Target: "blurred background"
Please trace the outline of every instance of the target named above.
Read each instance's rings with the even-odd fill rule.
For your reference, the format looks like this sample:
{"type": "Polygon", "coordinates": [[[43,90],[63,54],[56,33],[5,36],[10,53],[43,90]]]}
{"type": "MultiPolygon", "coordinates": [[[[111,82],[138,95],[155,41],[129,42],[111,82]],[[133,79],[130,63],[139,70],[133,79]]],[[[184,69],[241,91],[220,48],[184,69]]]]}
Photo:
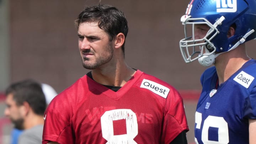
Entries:
{"type": "MultiPolygon", "coordinates": [[[[83,68],[74,21],[86,6],[99,0],[0,0],[0,144],[10,143],[12,125],[4,115],[4,90],[11,82],[32,78],[59,93],[89,71],[83,68]]],[[[186,64],[180,40],[180,21],[189,0],[102,0],[125,13],[129,32],[126,42],[127,64],[165,81],[184,98],[194,142],[194,114],[200,92],[199,78],[207,68],[186,64]]],[[[255,57],[255,41],[247,44],[255,57]]]]}

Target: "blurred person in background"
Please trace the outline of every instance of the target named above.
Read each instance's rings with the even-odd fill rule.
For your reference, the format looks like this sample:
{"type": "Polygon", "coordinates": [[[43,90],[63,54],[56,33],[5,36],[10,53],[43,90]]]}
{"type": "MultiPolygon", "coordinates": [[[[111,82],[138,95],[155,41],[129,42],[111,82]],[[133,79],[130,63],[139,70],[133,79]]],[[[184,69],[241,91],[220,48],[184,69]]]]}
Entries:
{"type": "Polygon", "coordinates": [[[14,83],[6,89],[5,114],[14,125],[12,144],[41,143],[43,114],[57,94],[49,85],[32,80],[14,83]]]}

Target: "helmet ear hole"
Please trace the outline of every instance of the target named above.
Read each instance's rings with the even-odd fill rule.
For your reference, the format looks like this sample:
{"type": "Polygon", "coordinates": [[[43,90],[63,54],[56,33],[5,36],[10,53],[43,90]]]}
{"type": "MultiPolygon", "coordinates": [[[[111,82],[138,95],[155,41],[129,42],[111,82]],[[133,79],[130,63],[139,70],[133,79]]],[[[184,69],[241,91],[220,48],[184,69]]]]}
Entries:
{"type": "Polygon", "coordinates": [[[206,48],[209,52],[212,52],[214,50],[214,46],[211,43],[209,43],[206,45],[206,48]]]}
{"type": "Polygon", "coordinates": [[[233,23],[233,24],[231,25],[230,27],[234,28],[234,30],[235,30],[235,31],[236,29],[236,25],[235,24],[235,23],[233,23]]]}

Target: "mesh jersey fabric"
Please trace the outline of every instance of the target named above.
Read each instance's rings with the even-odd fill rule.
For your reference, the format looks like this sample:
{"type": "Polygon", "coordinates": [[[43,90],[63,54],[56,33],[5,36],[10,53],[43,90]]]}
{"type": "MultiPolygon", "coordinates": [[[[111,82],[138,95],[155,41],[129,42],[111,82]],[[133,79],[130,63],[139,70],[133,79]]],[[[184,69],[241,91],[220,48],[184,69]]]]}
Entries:
{"type": "Polygon", "coordinates": [[[116,92],[85,75],[57,96],[45,114],[43,144],[169,144],[188,130],[178,92],[139,70],[116,92]],[[145,79],[161,85],[141,87],[145,79]],[[170,89],[166,98],[153,92],[161,86],[170,89]]]}
{"type": "Polygon", "coordinates": [[[250,60],[216,87],[215,68],[206,70],[195,117],[198,143],[249,143],[248,119],[256,119],[255,71],[256,61],[250,60]]]}

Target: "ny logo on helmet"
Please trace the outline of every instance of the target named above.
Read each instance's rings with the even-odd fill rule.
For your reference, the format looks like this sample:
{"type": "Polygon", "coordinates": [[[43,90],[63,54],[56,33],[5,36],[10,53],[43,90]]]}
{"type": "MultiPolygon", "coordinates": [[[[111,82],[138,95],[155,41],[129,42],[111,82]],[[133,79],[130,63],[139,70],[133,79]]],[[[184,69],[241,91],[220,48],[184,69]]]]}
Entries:
{"type": "Polygon", "coordinates": [[[216,8],[217,12],[235,12],[237,8],[236,0],[217,0],[216,8]]]}

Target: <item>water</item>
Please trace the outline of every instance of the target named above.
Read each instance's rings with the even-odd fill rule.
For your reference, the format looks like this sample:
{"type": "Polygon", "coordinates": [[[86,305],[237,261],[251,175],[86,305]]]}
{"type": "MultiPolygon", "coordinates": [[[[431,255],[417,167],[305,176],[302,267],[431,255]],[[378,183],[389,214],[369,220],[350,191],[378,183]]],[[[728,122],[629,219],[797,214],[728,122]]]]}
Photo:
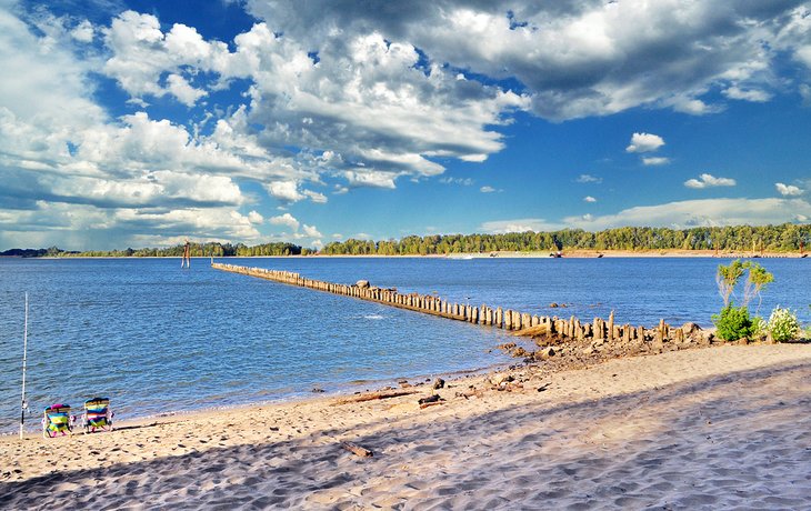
===
*Set problem*
Render every line of the material above as a Markdown table with the columns "Row" and "Line", numbering the rows and skipping blank lines. Leave the pictures out of the table.

*Finished exercise*
| Row | Line |
|---|---|
| 1 | Target: "blurred background" |
| 2 | Please trace the outline of every instance of the target named above. |
| 3 | Read each instance's rings with the even-odd fill rule. |
| 4 | For your reference, the format looks like this sample: |
| 5 | {"type": "Polygon", "coordinates": [[[43,90],[63,54],[56,33],[5,36],[10,53],[43,90]]]} |
| 6 | {"type": "MultiPolygon", "coordinates": [[[[111,82],[138,95],[155,41],[129,42],[111,82]],[[133,79],[130,63],[139,70],[133,79]]],[[[184,69],[241,91],[220,48],[184,69]]]]} |
| 7 | Photo: |
| 8 | Entries: |
| 9 | {"type": "MultiPolygon", "coordinates": [[[[83,68],[74,21],[86,6],[99,0],[0,0],[0,144],[10,143],[12,125],[4,115],[4,90],[11,82],[32,78],[59,93],[89,71],[83,68]]],[[[186,64],[180,40],[180,21],[189,0],[102,0],[125,13],[129,32],[126,42],[127,64],[165,81],[184,98],[194,142],[194,114],[200,92],[199,78],[207,68],[186,64]]],[[[255,57],[255,41],[247,44],[255,57]]]]} |
| 10 | Target: "blurred person in background" |
| 11 | Please trace the outline of every instance of the target named above. |
| 12 | Read each instance's rings with the even-odd fill rule. |
| 13 | For your reference, the format looks like this sample: |
| 14 | {"type": "Polygon", "coordinates": [[[43,90],[63,54],[56,33],[5,36],[10,53],[43,90]]]} |
| 15 | {"type": "MultiPolygon", "coordinates": [[[[111,82],[138,95],[155,41],[129,42],[111,82]],[[133,79],[130,63],[139,70],[133,79]]],[[[184,69],[241,91],[220,48],[184,69]]]]} |
| 16 | Entries: |
| 17 | {"type": "Polygon", "coordinates": [[[14,83],[6,89],[5,114],[14,125],[12,144],[41,143],[43,114],[57,94],[49,85],[32,80],[14,83]]]} |
| 18 | Target: "helmet ear hole" |
| 19 | Please trace the outline of every instance of the target named above. |
| 20 | Read each instance's rings with the even-odd fill rule. |
| 21 | For your reference, the format looks like this sample: |
| 22 | {"type": "Polygon", "coordinates": [[[43,90],[63,54],[56,33],[5,36],[10,53],[43,90]]]} |
| 23 | {"type": "MultiPolygon", "coordinates": [[[[111,82],[138,95],[155,41],[129,42],[111,82]],[[133,79],[130,63],[139,70],[133,79]]],[[[184,69],[241,91],[220,48],[184,69]]]]} |
| 24 | Entries: |
| 25 | {"type": "Polygon", "coordinates": [[[206,48],[209,52],[212,52],[214,50],[214,46],[211,43],[209,43],[206,45],[206,48]]]} |
| 26 | {"type": "Polygon", "coordinates": [[[233,23],[233,24],[231,25],[230,27],[234,28],[234,30],[235,30],[235,31],[236,29],[236,25],[235,24],[235,23],[233,23]]]} |
| 27 | Target: "mesh jersey fabric" |
| 28 | Please trace the outline of every instance of the target named above. |
| 29 | Read each instance's rings with the even-odd fill rule. |
| 30 | For your reference, the format looks like this sample: |
| 31 | {"type": "Polygon", "coordinates": [[[43,90],[63,54],[56,33],[5,36],[10,53],[43,90]]]} |
| 32 | {"type": "MultiPolygon", "coordinates": [[[[111,82],[138,95],[155,41],[129,42],[111,82]],[[133,79],[130,63],[139,70],[133,79]]],[[[184,69],[241,91],[220,48],[184,69]]]]} |
| 33 | Entries: |
| 34 | {"type": "Polygon", "coordinates": [[[116,92],[85,75],[57,96],[45,114],[43,144],[169,144],[188,130],[178,92],[139,70],[116,92]],[[145,79],[161,85],[141,87],[145,79]],[[170,89],[166,98],[153,92],[161,86],[170,89]]]} |
| 35 | {"type": "Polygon", "coordinates": [[[250,60],[216,87],[215,68],[206,70],[195,117],[198,143],[249,143],[248,119],[256,119],[255,71],[256,61],[250,60]]]} |
| 36 | Target: "ny logo on helmet" |
| 37 | Please trace the outline of every instance of the target named above. |
| 38 | Read each instance's rings with the even-odd fill rule. |
| 39 | For your reference, the format looks like this sample: |
| 40 | {"type": "Polygon", "coordinates": [[[43,90],[63,54],[56,33],[5,36],[10,53],[43,90]]]} |
| 41 | {"type": "MultiPolygon", "coordinates": [[[[111,82],[138,95],[155,41],[129,42],[111,82]],[[133,79],[130,63],[139,70],[133,79]]],[[[184,69],[241,91],[220,48],[184,69]]]]} |
| 42 | Entries: |
| 43 | {"type": "Polygon", "coordinates": [[[216,8],[217,12],[235,12],[237,8],[236,0],[217,0],[216,8]]]} |
| 44 | Target: <item>water</item> |
| 45 | Please trace the outline of every instance of the target named above. |
| 46 | Read each instance's rings with the even-odd fill rule. |
| 47 | For your reference, the format looks like this sample: |
| 48 | {"type": "Polygon", "coordinates": [[[86,305],[237,261],[251,175],[86,305]]]} |
| 49 | {"type": "MultiPolygon", "coordinates": [[[[431,255],[417,167],[305,176],[302,267],[431,255]],[[378,183],[389,214],[369,220],[350,191],[378,183]]],[[[728,122],[629,219],[797,214],[728,122]]]]} |
| 50 | Photo: |